Task goal: State how many lines in the entries below contain the string "steel". Give the number alone.

Record extracts:
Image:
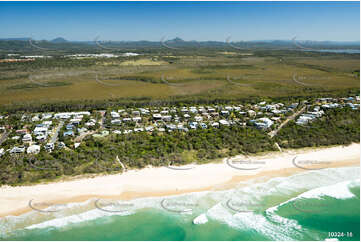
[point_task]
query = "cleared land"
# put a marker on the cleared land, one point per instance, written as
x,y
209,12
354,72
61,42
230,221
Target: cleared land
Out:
x,y
216,75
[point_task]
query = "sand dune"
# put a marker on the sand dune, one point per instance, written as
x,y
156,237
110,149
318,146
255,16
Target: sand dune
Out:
x,y
163,181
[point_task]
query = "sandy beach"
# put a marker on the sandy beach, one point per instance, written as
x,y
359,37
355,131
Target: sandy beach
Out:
x,y
150,182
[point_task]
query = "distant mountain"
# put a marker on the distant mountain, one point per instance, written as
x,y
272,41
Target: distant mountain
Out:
x,y
21,39
58,40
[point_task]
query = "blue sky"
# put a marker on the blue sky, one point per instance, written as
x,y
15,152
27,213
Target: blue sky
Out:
x,y
338,21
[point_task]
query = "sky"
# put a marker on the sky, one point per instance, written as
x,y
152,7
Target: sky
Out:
x,y
242,21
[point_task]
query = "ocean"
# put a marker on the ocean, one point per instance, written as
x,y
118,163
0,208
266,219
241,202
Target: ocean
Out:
x,y
311,205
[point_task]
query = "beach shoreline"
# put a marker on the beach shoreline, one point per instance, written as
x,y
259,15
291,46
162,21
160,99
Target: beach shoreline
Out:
x,y
163,181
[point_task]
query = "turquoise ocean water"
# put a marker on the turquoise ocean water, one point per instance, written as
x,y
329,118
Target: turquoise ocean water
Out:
x,y
312,205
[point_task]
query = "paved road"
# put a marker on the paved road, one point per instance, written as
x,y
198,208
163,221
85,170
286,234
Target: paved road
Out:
x,y
274,132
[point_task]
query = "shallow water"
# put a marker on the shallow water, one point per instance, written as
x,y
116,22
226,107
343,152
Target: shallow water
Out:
x,y
305,206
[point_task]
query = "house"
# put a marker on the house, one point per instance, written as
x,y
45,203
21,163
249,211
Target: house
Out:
x,y
46,116
91,123
157,116
224,122
215,124
184,110
198,118
35,118
224,112
149,128
27,138
49,146
17,150
137,119
193,110
75,121
264,123
68,133
171,127
41,137
138,129
193,125
136,113
203,125
21,131
82,130
61,145
116,122
114,114
251,113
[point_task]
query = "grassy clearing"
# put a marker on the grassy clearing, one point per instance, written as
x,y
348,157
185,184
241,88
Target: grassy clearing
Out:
x,y
191,75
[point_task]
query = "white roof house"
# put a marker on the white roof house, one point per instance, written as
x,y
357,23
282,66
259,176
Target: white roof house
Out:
x,y
137,119
17,150
224,122
33,149
198,118
114,114
27,138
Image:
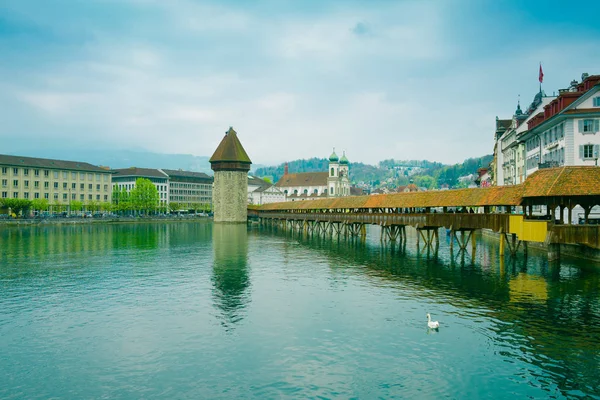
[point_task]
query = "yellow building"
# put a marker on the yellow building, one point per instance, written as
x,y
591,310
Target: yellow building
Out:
x,y
59,182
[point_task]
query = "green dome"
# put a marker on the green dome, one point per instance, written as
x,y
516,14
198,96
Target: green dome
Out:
x,y
344,160
333,157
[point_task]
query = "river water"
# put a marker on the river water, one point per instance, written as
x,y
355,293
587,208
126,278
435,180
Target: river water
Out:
x,y
196,310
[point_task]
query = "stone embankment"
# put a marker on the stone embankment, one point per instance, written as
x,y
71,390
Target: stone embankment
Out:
x,y
103,220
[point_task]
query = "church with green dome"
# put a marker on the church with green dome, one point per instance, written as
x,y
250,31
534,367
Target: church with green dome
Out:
x,y
314,185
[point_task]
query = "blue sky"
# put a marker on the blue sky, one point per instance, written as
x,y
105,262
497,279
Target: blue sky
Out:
x,y
378,79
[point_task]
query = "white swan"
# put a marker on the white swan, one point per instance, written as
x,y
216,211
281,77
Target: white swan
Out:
x,y
432,324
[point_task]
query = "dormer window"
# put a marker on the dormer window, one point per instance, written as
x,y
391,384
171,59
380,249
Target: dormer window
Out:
x,y
589,125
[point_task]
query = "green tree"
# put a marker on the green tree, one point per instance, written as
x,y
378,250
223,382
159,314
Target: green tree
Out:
x,y
17,206
40,204
144,195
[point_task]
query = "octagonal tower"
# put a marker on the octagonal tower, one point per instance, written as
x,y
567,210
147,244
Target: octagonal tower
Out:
x,y
230,191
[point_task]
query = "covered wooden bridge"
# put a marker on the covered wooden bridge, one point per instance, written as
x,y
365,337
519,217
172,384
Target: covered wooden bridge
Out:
x,y
526,212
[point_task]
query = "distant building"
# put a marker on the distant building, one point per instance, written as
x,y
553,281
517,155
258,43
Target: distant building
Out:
x,y
190,190
312,185
58,181
567,131
554,131
125,179
262,192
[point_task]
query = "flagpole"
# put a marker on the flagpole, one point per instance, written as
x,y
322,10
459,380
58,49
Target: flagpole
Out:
x,y
541,77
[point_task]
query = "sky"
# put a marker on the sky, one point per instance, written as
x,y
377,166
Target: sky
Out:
x,y
377,79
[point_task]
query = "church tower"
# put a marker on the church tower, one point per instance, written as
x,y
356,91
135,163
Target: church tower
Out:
x,y
334,174
230,191
344,181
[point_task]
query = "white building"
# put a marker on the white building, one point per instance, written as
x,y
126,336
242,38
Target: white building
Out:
x,y
313,185
125,179
261,192
567,132
512,148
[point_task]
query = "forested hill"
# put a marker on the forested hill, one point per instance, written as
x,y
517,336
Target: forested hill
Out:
x,y
390,173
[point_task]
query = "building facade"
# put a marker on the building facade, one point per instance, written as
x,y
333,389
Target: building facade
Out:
x,y
125,179
261,192
57,181
190,190
313,185
512,147
567,131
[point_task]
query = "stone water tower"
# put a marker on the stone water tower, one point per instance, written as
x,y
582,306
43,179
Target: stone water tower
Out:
x,y
230,191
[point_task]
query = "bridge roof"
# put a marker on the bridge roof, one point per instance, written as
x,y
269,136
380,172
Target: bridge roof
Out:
x,y
510,195
551,182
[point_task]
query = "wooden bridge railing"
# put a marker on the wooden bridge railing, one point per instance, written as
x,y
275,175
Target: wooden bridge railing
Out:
x,y
495,222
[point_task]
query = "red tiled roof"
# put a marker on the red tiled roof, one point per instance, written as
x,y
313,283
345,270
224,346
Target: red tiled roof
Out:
x,y
563,181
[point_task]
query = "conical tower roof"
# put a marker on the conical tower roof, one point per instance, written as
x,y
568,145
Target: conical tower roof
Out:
x,y
230,154
333,157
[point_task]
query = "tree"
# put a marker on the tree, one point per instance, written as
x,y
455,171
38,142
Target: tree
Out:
x,y
144,195
17,206
40,204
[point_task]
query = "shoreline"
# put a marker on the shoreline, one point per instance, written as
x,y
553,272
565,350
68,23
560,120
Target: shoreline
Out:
x,y
82,221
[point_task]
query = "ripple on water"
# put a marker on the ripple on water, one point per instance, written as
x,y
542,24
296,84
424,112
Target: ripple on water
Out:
x,y
180,311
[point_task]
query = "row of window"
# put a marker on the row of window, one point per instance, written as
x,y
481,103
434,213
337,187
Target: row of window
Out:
x,y
180,199
130,186
588,126
56,174
589,151
190,185
556,155
36,195
36,184
532,143
553,134
533,162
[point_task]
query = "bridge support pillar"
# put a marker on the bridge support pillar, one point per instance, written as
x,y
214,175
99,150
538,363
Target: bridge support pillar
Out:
x,y
554,252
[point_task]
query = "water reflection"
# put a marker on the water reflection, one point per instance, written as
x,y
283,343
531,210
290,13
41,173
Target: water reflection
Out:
x,y
230,278
546,315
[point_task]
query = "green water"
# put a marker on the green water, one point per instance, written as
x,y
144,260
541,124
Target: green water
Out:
x,y
192,310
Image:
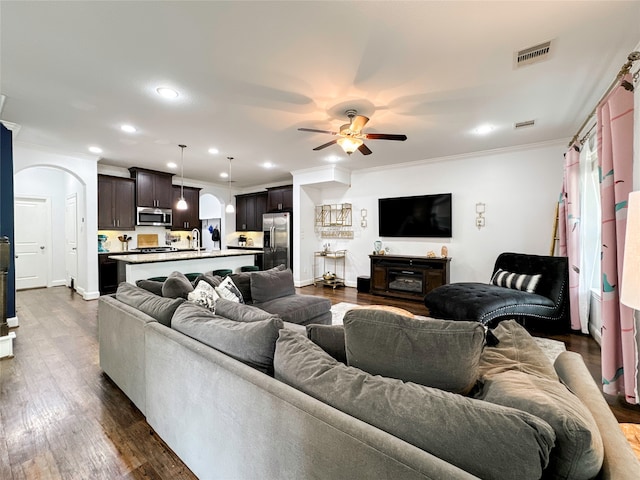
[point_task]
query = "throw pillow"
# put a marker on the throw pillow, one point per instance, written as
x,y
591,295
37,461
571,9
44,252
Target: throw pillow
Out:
x,y
210,278
526,283
516,350
330,338
239,312
204,295
252,343
176,286
579,452
437,353
271,284
159,308
227,289
152,286
484,439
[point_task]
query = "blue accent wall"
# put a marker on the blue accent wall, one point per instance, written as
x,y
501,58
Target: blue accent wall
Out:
x,y
6,211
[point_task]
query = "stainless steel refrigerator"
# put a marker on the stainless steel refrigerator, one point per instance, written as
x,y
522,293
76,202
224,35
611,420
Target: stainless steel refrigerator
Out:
x,y
277,240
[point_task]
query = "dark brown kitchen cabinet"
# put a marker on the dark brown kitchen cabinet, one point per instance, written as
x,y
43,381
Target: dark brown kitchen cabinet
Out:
x,y
153,189
249,211
280,199
116,204
190,218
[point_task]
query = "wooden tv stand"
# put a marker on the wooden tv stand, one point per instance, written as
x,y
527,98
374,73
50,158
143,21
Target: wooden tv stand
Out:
x,y
408,277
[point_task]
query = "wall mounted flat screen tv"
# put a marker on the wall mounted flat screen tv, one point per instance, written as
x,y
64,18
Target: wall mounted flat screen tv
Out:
x,y
419,216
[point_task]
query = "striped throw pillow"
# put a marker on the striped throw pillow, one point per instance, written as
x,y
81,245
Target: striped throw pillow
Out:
x,y
517,281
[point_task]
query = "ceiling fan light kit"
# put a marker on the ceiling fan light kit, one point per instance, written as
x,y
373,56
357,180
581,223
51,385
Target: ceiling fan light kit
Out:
x,y
351,137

Expected output: 3